Extract to read
When the World Stops Making Sense
- Julie Tennant

- Feb 5
- 6 min read

Why so Many People are Re‑Imagining Education, Work, and Life Itself
There’s a quiet conversation happening in living rooms, kitchens, and late‑night moments between parents who are too tired to pretend anymore.
It sounds something like this:
“Is it just me, or does this all feel… wrong?”
The pace.
The pressure.
The constant exhaustion.
The feeling that life is slipping by while we’re busy just trying to keep up.
If you’ve felt that—especially in the last several years—you’re not broken, ungrateful, or unrealistic. You’re responding to something very real.
The world has changed faster than our systems have been able to adapt, and many of us are living inside structures that no longer fit human bodies, brains, or families.
This article isn’t about blaming anyone. It isn’t about telling parents they’re doing it wrong. And it certainly isn’t about pretending there’s one “right” path.
It’s about naming what many of us are sensing in our bones, offering compassion for how hard this season is, and exploring why so many families—including ours—have chosen to step off the default path and build something more humane.
A World in Constant Crisis Mode
We are living through an unusually intense convergence of stressors.
Families are navigating political polarization, divisive algorithms, information bombardment, age of outrage culture, economic instability, healthcare system overload, school system strain, and a near‑constant sense of social fracture. Globally, we’re witnessing wars, climate disasters, mass displacement, and humanitarian crises unfolding in real time.
What makes this era different from others in history isn’t just what is happening—it’s how much of it we are exposed to.
For the first time, ordinary people are carrying:
24/7 access to global conflict
Algorithm‑driven outrage and fear cycles
Constant alerts, headlines, and breaking news
Social pressure to have opinions on everything
Neuroscience is clear on this point: the human nervous system did not evolve to process this volume of threat information continuously.

Dataset records:
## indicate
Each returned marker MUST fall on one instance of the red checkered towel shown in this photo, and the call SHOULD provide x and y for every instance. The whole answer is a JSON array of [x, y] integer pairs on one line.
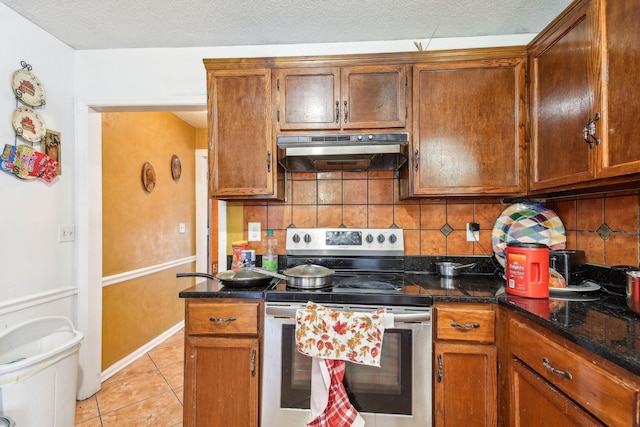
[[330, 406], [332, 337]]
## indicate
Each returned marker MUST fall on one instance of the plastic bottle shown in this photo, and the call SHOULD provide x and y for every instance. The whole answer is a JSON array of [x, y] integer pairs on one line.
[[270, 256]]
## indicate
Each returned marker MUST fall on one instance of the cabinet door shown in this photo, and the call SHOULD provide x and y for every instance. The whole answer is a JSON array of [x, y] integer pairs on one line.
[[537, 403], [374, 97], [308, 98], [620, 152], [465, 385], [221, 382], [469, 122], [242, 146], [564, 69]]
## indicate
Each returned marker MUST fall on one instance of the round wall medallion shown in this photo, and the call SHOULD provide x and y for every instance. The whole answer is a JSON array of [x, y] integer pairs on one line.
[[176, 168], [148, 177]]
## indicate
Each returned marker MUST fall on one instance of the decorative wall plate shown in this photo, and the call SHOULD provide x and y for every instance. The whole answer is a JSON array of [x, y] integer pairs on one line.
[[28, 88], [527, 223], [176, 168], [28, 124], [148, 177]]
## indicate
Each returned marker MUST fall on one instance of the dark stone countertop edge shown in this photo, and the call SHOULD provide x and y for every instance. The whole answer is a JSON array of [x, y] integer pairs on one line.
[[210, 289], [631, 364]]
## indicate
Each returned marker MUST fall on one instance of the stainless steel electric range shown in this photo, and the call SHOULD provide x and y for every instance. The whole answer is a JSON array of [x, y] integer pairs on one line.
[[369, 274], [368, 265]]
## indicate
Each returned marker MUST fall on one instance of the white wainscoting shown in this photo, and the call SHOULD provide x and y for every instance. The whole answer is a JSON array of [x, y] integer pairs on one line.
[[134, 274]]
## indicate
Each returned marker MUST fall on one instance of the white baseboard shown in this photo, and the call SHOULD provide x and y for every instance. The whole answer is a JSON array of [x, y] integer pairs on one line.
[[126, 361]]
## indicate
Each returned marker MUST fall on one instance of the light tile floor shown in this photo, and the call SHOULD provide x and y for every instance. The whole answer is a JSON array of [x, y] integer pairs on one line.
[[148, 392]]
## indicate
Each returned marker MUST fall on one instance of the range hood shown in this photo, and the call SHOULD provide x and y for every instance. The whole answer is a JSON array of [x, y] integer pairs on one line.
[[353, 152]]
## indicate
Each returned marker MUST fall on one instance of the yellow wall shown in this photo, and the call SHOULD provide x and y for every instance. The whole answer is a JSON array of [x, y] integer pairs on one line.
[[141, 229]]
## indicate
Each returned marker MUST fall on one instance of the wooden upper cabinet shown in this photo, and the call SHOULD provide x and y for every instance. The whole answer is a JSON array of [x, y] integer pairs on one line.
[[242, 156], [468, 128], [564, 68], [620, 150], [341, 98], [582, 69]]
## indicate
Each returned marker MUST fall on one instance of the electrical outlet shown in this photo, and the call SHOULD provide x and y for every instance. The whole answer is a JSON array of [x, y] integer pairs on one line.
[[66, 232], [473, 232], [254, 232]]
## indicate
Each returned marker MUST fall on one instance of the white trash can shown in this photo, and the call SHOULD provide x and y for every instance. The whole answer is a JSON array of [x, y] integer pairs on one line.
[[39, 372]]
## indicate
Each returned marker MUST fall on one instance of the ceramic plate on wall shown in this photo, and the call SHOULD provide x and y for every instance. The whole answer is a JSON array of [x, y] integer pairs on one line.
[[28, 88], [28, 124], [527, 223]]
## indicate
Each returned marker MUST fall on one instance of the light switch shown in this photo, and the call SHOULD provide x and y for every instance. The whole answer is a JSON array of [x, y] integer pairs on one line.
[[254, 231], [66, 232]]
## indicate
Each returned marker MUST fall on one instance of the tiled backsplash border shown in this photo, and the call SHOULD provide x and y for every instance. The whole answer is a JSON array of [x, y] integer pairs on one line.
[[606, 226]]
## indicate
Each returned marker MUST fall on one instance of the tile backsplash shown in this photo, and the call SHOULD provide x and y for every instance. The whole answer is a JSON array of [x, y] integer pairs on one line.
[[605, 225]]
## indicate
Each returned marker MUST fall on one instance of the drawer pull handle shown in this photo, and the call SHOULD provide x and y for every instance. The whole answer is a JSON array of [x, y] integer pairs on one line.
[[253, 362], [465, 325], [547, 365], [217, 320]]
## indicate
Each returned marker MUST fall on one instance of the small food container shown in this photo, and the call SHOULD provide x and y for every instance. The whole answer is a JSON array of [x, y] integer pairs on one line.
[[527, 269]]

Brief A
Can you rewrite the records, everything from their start down to the line containing "[[330, 406], [332, 337]]", as a two-column CSV with columns instruction and points? Use one row per request, with each field quoted and line breaks turned into spaces, and leave the pictures out.
Brief B
Could you extend the essay on why so many people are re-imagining education, work, and life, starting after its last sentence?
These records are unrelated to the essay that comes before them.

Exercise result A
instruction,points
"## indicate Each returned marker MUST fall on one instance of the red checkered towel shown in this photo, and the call SHOULD provide x and y for every instance. The whole answer is a JSON array of [x, y] integer pairs on one line.","[[330, 406], [332, 337]]"

Exercise result B
Research shows that chronic exposure to distressing news increases anxiety, emotional exhaustion, and feelings of helplessness—even when individuals are not directly affected by the events themselves (Garfin et al., 2020). Our brains interpret repeated exposure to crisis as personal danger, keeping stress hormones elevated and impairing emotional regulation.
Parents aren’t just holding their own stress—they’re doing so while trying to co‑regulate children whose developing nervous systems are even more sensitive to instability.
In that context, it makes sense that many families feel a deep urge to slow down, simplify, and create refuge—not out of fear, but out of wisdom.
The Feeling We Can’t Shake: “This Isn’t Sustainable”
Healthcare systems stretched to the breaking point. Educators burned out and leaving in droves. Parents working longer hours for less stability. Children showing rising rates of anxiety, depression, and disengagement.
These aren’t isolated failures—they’re signals.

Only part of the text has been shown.